Data section start
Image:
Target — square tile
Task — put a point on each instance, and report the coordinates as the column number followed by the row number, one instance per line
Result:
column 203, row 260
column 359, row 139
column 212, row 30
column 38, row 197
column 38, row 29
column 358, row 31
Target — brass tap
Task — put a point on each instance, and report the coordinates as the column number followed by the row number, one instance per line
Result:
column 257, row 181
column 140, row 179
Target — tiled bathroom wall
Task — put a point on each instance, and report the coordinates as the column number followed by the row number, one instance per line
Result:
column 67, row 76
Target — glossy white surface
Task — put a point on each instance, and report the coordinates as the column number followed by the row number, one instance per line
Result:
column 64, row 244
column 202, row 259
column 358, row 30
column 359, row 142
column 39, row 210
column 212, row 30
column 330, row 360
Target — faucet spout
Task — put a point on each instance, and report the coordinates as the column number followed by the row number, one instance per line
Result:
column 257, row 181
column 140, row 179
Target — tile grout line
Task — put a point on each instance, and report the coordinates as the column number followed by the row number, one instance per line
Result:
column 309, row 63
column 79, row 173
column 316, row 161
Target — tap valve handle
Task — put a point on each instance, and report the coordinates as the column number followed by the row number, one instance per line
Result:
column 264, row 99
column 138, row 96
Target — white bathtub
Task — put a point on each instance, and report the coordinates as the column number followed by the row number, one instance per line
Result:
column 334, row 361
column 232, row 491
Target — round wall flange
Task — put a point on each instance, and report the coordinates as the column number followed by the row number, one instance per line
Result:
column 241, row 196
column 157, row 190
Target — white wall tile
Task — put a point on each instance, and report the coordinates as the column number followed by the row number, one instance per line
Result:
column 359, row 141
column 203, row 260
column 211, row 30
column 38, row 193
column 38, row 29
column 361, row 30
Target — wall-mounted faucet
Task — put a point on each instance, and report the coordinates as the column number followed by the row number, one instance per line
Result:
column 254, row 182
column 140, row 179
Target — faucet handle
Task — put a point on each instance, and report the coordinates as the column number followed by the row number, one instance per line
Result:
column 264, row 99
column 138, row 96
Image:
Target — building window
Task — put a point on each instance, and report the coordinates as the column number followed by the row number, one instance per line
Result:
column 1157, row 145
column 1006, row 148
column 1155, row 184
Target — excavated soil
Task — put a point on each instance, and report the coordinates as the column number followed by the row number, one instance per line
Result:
Data section end
Looking through the entries, count the lines that hold the word "faucet" and state that count alone.

▶ [Answer to this problem] 3